■ **BLOC DE TEXTE**
┄┄┄┄┄┄

Warner lance enfin en France sa collection DVD consacrée à ses «archives» — ses trésors en français, 30 premiers titres allant de Walsh à Altman, de Minnelli à Coppola. Derrière ses éditions et leur restauration, Ned Price, passionné méticuleux et exigeant.Christophe Chabert
Ceux qui annonçaient la mort du DVD, supplanté par le Blu-Ray, vont en être pour leurs frais. Warner Bros. vient de démontrer que le support reste le lieu privilégié de la cinéphilie, la haute définition étant pour l'instant réservée aux titres les plus porteurs. En éditant trente films inédits sous l'appellation «Les Trésors de la Warner», le studio va même un cran plus loin : disponibles uniquement sur internet, les DVD seront pressés à la demande. Disons-le, la qualité de la sélection est telle qu'on se demande pourquoi ils n'avaient pas été édités plus tôt ! Ainsi des Gens de la pluie de Francis Ford Coppola, chronique mélancolique d'une femme qui prend la route pour démarrer une nouvelle vie, ou de La Toile d'araignée de Vincente Minnelli, au casting exceptionnel (Richard Widmark, Lilian Gish, Lauren Bacall, Susan Strasberg...) ; Minnelli est d'ailleurs la star de cette première salve, puisque sont proposés aussi Thé et sympathie et Qu'est-ce que Maman comprend à l'amour ?. Plus rares encore, un Altman de la grande période (Brewster MacCloud) et un Anthony Mann essentiel (Le Grand attentat)...

┄┄┄┄┄┄

■ **DONNÉES FOURNIES**
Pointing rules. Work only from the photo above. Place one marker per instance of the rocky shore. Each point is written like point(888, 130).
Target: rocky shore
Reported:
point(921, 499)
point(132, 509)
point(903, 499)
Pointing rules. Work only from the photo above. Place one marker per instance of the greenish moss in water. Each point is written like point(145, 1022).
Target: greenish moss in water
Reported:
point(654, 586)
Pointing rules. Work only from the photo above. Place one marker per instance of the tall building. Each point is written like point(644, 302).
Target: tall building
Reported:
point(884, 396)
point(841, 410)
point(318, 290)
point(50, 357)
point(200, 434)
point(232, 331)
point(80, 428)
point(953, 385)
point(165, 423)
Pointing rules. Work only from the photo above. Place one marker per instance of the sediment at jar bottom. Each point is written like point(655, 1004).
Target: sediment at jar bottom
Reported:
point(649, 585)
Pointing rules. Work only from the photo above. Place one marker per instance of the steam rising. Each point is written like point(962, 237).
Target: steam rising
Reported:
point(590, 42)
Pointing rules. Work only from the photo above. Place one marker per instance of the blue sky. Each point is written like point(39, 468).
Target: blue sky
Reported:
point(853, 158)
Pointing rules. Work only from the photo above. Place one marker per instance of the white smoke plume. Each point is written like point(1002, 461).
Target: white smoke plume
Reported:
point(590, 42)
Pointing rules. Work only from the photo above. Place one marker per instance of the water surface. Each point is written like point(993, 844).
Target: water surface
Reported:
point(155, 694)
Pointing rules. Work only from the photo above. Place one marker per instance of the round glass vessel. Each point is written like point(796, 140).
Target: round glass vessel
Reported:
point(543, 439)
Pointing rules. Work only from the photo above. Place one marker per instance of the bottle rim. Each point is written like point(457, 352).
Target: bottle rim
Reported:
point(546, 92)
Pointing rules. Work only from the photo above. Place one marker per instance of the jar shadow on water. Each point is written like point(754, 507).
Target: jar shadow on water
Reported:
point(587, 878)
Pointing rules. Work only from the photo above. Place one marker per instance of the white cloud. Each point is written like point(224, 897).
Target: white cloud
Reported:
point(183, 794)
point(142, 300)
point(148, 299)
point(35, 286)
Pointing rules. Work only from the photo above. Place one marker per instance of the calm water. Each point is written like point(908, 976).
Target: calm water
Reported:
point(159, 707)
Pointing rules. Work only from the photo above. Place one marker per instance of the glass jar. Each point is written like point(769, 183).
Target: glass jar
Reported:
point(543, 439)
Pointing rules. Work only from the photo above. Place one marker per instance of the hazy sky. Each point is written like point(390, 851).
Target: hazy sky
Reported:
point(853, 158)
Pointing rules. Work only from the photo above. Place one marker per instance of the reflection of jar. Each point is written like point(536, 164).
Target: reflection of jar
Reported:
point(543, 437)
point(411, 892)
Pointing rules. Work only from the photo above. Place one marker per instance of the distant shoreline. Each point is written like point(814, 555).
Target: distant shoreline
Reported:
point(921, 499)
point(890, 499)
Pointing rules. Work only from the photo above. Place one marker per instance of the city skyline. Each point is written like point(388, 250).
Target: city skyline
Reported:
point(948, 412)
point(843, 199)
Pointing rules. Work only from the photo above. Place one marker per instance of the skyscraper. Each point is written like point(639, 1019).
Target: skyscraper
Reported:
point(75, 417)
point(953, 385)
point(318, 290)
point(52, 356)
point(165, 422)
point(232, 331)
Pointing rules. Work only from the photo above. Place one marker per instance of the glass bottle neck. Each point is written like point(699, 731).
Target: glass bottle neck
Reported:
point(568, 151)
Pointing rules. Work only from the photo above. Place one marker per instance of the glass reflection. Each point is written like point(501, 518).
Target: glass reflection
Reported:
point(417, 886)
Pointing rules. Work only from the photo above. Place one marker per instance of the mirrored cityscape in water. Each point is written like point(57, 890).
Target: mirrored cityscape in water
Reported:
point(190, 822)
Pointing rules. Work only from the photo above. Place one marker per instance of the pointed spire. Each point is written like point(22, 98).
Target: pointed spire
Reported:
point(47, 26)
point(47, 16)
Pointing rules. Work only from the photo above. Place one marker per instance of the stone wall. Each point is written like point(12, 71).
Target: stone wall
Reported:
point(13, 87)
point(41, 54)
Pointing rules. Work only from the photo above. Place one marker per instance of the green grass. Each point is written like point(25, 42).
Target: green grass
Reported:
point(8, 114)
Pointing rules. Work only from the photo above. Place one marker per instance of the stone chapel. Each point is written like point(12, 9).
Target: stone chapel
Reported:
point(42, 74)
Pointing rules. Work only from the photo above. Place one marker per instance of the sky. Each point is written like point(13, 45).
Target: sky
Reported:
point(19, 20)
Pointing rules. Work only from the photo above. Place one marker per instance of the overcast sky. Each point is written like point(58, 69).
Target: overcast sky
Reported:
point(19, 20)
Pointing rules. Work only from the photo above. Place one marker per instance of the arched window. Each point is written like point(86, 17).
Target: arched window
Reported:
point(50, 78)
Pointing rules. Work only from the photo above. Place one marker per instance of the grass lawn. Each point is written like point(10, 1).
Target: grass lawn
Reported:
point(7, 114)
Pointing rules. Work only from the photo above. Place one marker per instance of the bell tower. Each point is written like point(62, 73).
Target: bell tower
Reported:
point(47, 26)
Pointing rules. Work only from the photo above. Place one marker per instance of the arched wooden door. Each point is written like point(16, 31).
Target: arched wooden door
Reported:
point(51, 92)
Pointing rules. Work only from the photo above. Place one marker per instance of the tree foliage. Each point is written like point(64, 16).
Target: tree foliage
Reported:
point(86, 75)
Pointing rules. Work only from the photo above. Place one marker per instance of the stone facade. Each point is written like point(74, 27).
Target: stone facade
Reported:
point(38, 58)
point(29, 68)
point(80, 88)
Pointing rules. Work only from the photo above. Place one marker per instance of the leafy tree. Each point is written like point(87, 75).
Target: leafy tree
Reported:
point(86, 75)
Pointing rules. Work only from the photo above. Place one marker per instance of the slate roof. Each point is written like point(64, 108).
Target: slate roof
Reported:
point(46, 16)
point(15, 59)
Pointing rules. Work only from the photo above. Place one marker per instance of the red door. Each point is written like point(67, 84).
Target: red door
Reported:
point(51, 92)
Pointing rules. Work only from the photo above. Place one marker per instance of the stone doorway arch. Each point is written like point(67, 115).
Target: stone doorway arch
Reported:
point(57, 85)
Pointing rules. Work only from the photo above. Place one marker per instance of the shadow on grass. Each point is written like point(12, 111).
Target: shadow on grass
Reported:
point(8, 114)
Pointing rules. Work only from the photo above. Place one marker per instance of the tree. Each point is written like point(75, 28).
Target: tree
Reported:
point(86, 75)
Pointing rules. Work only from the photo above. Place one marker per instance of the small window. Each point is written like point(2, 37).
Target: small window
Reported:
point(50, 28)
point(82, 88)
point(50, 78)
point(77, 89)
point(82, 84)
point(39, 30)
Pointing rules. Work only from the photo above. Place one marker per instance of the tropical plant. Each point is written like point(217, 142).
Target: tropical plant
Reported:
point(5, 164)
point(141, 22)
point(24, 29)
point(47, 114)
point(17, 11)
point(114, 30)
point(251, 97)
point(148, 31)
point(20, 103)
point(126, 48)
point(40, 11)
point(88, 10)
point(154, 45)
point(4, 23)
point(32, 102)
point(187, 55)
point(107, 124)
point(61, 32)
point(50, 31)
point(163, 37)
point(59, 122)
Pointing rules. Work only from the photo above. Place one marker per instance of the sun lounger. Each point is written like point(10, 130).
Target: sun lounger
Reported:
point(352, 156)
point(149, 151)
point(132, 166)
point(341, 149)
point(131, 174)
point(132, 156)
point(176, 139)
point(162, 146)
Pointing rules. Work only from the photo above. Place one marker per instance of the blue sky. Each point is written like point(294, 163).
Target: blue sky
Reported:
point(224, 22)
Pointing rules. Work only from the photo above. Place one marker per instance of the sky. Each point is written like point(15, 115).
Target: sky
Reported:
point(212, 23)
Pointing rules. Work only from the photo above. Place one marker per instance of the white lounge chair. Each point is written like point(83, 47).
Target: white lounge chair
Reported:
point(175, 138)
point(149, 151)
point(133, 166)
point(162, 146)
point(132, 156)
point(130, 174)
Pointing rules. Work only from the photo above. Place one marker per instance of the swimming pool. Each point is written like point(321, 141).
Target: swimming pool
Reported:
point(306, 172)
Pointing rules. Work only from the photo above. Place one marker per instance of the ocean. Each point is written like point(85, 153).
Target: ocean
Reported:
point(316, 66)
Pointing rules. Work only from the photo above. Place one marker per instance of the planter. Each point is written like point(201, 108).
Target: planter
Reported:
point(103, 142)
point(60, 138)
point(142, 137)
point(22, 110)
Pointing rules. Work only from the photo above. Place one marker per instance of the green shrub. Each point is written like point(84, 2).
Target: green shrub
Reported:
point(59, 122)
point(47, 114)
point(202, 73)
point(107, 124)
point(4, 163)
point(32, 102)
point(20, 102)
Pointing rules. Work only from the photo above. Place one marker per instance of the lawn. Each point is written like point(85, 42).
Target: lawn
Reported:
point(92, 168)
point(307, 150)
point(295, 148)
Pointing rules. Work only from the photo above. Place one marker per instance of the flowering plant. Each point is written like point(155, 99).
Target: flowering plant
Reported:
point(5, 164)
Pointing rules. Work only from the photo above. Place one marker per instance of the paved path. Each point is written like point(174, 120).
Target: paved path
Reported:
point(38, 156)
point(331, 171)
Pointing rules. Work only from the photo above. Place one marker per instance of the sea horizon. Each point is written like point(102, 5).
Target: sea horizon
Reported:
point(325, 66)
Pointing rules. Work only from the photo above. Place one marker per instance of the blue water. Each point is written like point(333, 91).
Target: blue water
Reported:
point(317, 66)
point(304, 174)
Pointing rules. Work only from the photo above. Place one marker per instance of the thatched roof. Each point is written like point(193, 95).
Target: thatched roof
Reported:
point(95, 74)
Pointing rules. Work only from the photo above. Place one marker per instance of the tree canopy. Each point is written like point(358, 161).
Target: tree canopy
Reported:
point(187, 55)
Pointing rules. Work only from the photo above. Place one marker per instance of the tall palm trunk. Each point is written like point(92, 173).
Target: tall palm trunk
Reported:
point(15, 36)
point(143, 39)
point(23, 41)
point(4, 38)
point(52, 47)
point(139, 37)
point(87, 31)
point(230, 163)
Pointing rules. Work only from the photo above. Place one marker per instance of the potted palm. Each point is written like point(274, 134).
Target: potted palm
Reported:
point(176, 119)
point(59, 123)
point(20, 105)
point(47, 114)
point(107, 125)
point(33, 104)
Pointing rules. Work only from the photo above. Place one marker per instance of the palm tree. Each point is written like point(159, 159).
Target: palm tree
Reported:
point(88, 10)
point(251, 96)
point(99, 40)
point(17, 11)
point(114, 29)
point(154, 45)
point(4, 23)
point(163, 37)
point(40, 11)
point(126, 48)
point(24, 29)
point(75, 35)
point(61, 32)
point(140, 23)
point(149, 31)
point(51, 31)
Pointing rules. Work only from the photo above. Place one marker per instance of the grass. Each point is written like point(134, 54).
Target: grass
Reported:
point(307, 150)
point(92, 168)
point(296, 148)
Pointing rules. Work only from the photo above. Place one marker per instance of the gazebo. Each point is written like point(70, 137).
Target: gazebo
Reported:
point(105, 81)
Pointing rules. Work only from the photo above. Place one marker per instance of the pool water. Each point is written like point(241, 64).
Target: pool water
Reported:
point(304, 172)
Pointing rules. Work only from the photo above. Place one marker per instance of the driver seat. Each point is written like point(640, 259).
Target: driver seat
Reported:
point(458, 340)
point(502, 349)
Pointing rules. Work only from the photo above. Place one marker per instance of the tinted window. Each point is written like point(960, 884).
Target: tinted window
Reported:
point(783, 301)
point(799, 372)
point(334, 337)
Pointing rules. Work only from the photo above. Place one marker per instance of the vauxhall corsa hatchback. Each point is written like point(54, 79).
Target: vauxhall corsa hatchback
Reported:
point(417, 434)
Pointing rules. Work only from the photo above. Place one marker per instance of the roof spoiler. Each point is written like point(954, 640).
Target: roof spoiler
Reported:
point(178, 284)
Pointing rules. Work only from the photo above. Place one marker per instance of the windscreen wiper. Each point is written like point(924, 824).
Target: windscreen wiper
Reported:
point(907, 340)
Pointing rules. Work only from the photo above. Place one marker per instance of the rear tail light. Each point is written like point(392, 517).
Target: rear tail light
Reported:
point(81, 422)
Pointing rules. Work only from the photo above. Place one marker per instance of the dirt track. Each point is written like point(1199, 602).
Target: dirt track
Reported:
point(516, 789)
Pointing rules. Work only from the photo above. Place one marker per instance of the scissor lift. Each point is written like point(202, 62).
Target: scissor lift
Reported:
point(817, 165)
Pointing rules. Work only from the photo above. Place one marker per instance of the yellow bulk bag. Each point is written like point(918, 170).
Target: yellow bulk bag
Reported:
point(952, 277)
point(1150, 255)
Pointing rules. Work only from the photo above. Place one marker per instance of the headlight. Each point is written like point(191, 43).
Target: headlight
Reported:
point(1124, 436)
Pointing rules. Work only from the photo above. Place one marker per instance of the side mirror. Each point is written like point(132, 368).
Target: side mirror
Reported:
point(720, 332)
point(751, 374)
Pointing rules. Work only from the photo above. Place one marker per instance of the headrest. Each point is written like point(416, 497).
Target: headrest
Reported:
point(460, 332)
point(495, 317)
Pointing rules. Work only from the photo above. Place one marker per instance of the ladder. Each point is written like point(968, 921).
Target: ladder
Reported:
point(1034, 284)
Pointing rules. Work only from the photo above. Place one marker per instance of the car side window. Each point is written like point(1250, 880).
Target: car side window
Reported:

┄┄┄┄┄┄

■ **CONSIGNE 1**
D'après l'article sur les Trésors de la Warner, par quel moyen les DVD de la collection sont-ils disponibles et comment sont-ils fabriqués ?
■ **CONSIGNE 2**
Rédigez la suite de l'article sur les Trésors de la Warner, à partir de sa dernière phrase.
Les données fournies ne sont pas nécessaires.

■ **RÉPONSE 1**
Ils sont disponibles uniquement sur internet et pressés à la demande.

■ **RÉPONSE 2**
Sauveur de pellicules
Derrière ce travail de réédition se cache Ned Price, responsable du mastering à la Warner. Price, rencontré lors du dernier festival Lumière, est un fou de cinéma. À 8 ans, il tombe en arrêt devant un vieux film russe qui passe à la télévision, intrigué par sa beauté mais aussi par les lacunes du métrage, certains plans ayant disparu. À Boston où il grandit, il sèche les cours pour aller à l'Orson Welles Theatre et y voir les intégrales de cinéastes, notamment William Wyler dont il vient de superviser, après un an et demi de travail, la restauration numérique de Ben Hur. Arrivé à New York, il fait le siège de la MGM afin de décrocher un poste à la conservation de leur catalogue. C'est là qu'il découvre la médiocrité des copies utilisées pour les transferts vidéo (en 1986, c'est l'époque de la VHS triomphante), et il passera les vingt-cinq années suivantes à repartir du matériel d'origine, travaillant avec les laboratoires des studios et les boutiques spécialisées pour redonner à la pellicule sa splendeur d'origine. Car Price vénère l'argentique, et reste critique sur le numérique : «Mon travail, de toute façon, consiste à créer une reproduction numérique de l'expérience vécue par le spectateur face à la copie argentique.» Modeste, patient, exigeant, Ned Price est peut-être le vrai trésor caché des studios Warner et de leur politique patrimoniale.